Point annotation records

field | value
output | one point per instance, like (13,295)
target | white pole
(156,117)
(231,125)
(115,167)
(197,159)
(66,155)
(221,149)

Short exercise
Reproduce all of the lines in the records above, requests included, but shift every point coordinate in the answers by adding 116 to each number.

Exercise result
field | value
output | one point per instance, like (13,295)
target | white pole
(272,233)
(347,241)
(231,283)
(313,275)
(182,271)
(337,265)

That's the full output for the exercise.